> **Set task**: Locate every line below that contains the string "bird" and copy each of those lines. Case counts.

> **Listed records**:
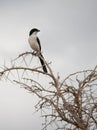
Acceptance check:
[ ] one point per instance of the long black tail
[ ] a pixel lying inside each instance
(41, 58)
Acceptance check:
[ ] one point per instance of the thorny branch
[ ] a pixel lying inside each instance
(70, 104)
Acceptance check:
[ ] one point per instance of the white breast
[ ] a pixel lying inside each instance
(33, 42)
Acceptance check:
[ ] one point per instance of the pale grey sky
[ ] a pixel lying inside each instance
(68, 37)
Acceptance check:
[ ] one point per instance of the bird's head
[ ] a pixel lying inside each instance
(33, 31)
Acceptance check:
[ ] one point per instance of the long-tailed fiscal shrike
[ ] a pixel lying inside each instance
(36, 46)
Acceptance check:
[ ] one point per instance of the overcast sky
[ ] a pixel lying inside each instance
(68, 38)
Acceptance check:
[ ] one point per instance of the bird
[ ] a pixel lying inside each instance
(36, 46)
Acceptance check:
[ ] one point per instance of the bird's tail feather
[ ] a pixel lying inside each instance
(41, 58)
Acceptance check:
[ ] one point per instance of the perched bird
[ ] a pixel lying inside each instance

...

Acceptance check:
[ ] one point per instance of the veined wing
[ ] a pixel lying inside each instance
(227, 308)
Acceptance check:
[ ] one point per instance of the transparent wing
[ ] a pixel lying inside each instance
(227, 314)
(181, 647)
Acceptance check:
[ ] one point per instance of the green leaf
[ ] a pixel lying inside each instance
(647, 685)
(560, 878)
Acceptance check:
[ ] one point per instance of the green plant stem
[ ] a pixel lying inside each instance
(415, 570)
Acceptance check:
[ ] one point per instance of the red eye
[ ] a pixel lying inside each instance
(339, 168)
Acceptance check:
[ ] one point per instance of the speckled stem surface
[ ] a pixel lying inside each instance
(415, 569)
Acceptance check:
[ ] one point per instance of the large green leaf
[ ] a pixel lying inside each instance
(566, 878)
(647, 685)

> **Exercise response**:
[ ] one point per instance of the bird's head
[ ] one point per instance of the bird
[ ] one point per instance of the bird's tail feather
[ ] one point per instance of the perched bird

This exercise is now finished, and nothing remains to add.